_Material for the task:_
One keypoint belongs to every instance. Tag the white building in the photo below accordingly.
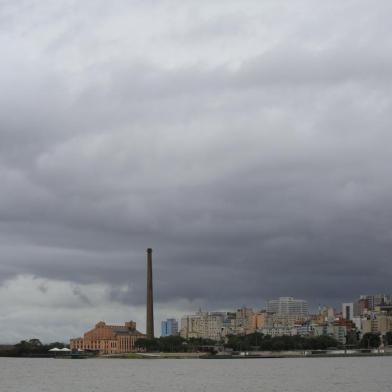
(206, 325)
(348, 310)
(288, 306)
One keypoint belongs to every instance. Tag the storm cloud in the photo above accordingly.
(248, 143)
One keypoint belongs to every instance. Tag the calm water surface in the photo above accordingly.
(264, 375)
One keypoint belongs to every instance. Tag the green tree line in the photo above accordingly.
(28, 348)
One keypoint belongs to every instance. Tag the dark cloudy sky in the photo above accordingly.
(248, 142)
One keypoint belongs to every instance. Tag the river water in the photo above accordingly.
(164, 375)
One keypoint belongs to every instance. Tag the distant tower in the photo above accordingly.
(150, 304)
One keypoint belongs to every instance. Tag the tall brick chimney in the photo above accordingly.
(150, 302)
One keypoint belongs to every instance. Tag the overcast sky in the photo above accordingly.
(247, 142)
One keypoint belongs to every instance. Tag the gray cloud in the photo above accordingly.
(249, 145)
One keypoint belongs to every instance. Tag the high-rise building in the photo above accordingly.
(150, 300)
(169, 327)
(288, 306)
(348, 310)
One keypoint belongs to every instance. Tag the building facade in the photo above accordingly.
(169, 327)
(108, 339)
(288, 306)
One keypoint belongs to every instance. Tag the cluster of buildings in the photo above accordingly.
(282, 316)
(290, 316)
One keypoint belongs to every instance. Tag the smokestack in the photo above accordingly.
(150, 305)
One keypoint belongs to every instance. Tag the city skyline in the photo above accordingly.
(247, 142)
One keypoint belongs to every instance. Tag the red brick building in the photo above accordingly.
(109, 339)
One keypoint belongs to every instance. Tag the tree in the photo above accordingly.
(388, 338)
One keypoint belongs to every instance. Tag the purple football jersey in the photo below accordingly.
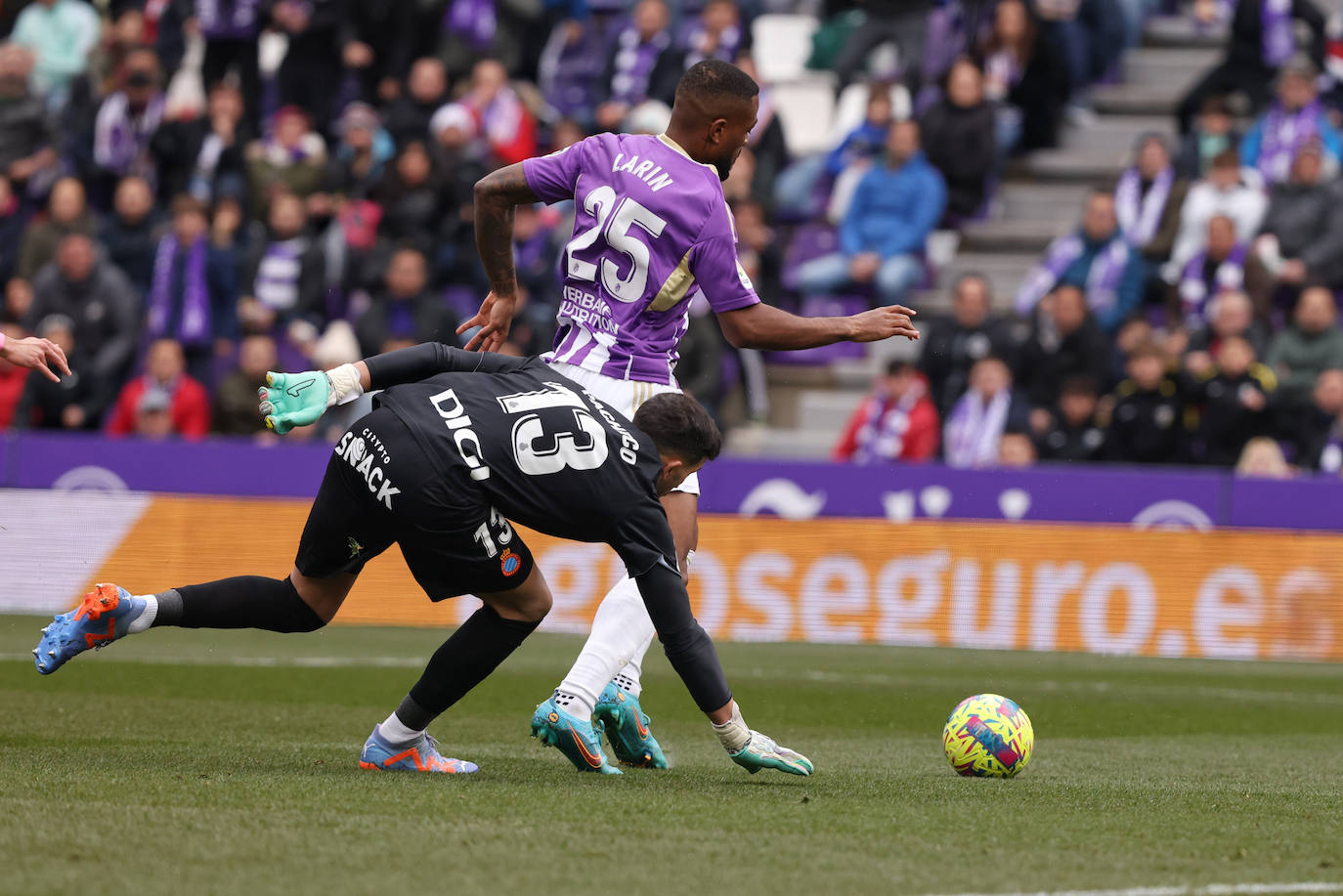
(650, 226)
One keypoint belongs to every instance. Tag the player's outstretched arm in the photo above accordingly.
(692, 655)
(35, 354)
(300, 400)
(496, 196)
(771, 328)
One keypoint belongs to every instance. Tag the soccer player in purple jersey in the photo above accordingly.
(650, 228)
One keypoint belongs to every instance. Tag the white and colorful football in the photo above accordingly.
(987, 737)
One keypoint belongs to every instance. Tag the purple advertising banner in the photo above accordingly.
(798, 491)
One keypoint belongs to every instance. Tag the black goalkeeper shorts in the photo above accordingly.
(380, 490)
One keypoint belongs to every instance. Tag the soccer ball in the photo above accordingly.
(987, 737)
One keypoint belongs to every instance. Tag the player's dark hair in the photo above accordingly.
(678, 425)
(716, 79)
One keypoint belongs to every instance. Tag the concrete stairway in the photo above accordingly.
(1040, 197)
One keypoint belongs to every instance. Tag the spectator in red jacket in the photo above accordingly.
(897, 422)
(162, 389)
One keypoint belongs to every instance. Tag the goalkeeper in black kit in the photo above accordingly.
(459, 447)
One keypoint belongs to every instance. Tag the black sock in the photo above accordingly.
(463, 661)
(242, 602)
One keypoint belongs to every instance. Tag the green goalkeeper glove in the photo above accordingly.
(294, 400)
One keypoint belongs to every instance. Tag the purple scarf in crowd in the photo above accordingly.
(1284, 135)
(634, 62)
(474, 21)
(227, 19)
(1141, 214)
(194, 322)
(1278, 34)
(882, 438)
(1195, 289)
(1103, 279)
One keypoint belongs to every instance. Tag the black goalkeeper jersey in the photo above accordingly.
(541, 448)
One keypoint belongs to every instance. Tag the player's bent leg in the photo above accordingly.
(474, 651)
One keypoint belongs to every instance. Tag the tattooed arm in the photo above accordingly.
(496, 196)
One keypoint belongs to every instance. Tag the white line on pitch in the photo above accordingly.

_Task objective:_ For each record above, write out its text exactly and skip any picture.

_Solution for this problem:_
One keypoint belongs to every instance. Tag the white building in the photo below accordingly.
(206, 325)
(348, 310)
(288, 306)
One keypoint belongs to every instance. Tag the storm cloud in the photo above accordingly.
(248, 143)
One keypoint belongs to every instance. Tag the calm water surface in the photo above accordingly.
(264, 375)
One keypoint belongs to every instance. Tag the green tree line in the photo above accordingly.
(28, 348)
One keypoint belongs to every instance. Tag the dark cloudy sky in the photo above accordingly.
(248, 142)
One keypoint belongs to every instance. Tag the river water in the photo above accordingly.
(164, 375)
One keypoint belongs to every instance. Tag the distant tower in the photo above accordingly.
(150, 304)
One keypoint belongs to every instance. Tag the tall brick chimney in the photo above accordingly.
(150, 302)
One keypoint belongs to every instance. Tag the overcast sky in the photo above accordingly.
(247, 142)
One keypoint belongs to every instance. Tag the gray cloud in the photo above accordingly.
(249, 145)
One keypoint belongs to every instance. Tag the high-rise building in the photo above accordingly.
(150, 300)
(169, 327)
(288, 306)
(348, 310)
One keypoint belongs to every instance. Tag the building facade in the photo above accordingly.
(169, 327)
(108, 339)
(288, 306)
One keypoint belongs to every instance. Tag the cluster of buildings in the photo above accordingly.
(282, 316)
(290, 316)
One keypoint belongs to every instance. Tag the smokestack in the photo above accordingly.
(150, 305)
One keypoint belongs to every instance. Tag the city skyline in the photo above accordingly.
(247, 142)
One keypoint belongs to every instance. Tag the red brick building in the photo above accordingly.
(109, 339)
One keypoint belongs to every instance. Tag the tree in the photo above accordingly.
(388, 338)
One keypoint belongs to every instance. Tag the purple football jersey in the photo below accordingly.
(650, 226)
One keypoint belongs to every instance. Tag the player's outstretched arm in the photo above accordingly.
(692, 655)
(35, 354)
(300, 400)
(496, 196)
(771, 328)
One keypoint belongs to every instance. Tag the soccer player in purple jersey in the photo above accordingly.
(650, 228)
One keypoint belongs to every instance. Tag the white and colorful football in the photo above accordingly.
(987, 737)
One keypoint belongs to every instance. Tag the purple advertising banner in the photo above accordingly.
(798, 491)
One keypoint belongs to every instance. Tag the black goalkeeper shorts in the photo above accordingly.
(380, 490)
One keypoint belongs to every instance. Tag the soccer ball in the photo above accordingly.
(987, 737)
One keypoint belongs to every instance. Tag the player's dark hair in the photo above accordingly.
(678, 425)
(716, 79)
One keypoint belongs to every instance. Tag the concrete stairway in the photo above accordingly.
(1040, 197)
One keypoint belongs to every instance. Tag the spectator in red jacket in the photo above accordingly.
(897, 422)
(162, 389)
One keypoint belongs to every instance. Tag the goalkeeper in black kit in the photo above accordingly.
(459, 447)
One keypoint belongs to every instance. Tag the black sock in the photo above accordingly.
(463, 661)
(242, 602)
One keypoint belongs to every instance. Tag the green goalkeeper glove in the photo above accordingly.
(294, 400)
One keypoint belongs to every instance. Tag the purple scarf in crowd in the photo above accordingly.
(1284, 135)
(634, 62)
(474, 21)
(227, 19)
(1141, 214)
(194, 322)
(1278, 34)
(882, 438)
(1195, 289)
(1103, 279)
One keypoint belongs to every instance. Tag the black goalkeeper jersey in the photo above accordingly.
(541, 448)
One keypoint belongs to every instance. Tag the player's bent leg in the photo above accordingly.
(474, 651)
One keypoint belongs to every instance. Tag the tattooed arm in the photo above accordingly.
(496, 196)
One keypoint belongs to every instance. Tag the white line on pitch in the photo above accordingly.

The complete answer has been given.